-- Data for this task follows --
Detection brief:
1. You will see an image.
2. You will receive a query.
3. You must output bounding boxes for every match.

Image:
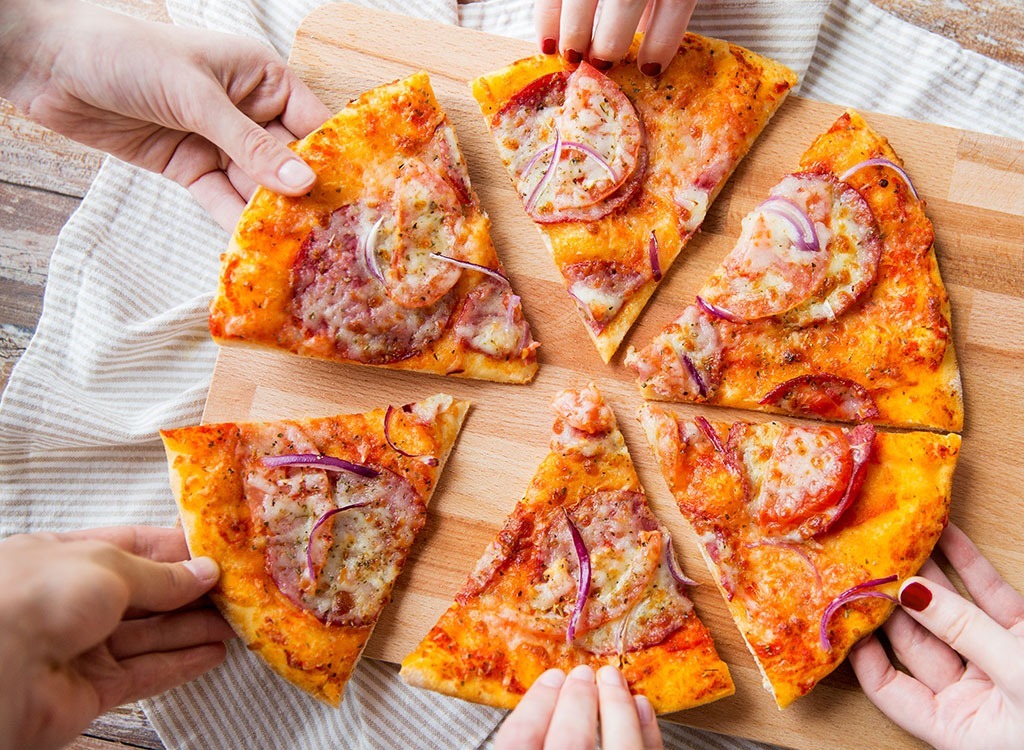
-- Data for this task concluded --
• Task instructions
Write out again, exactly, each line from the one containing "1. You will see an image." through the last line of the entries, and omit every picture.

• Response to this task
1. You will see an image.
2. You will receive a query.
3. You must output bounding boxes for every match.

Image:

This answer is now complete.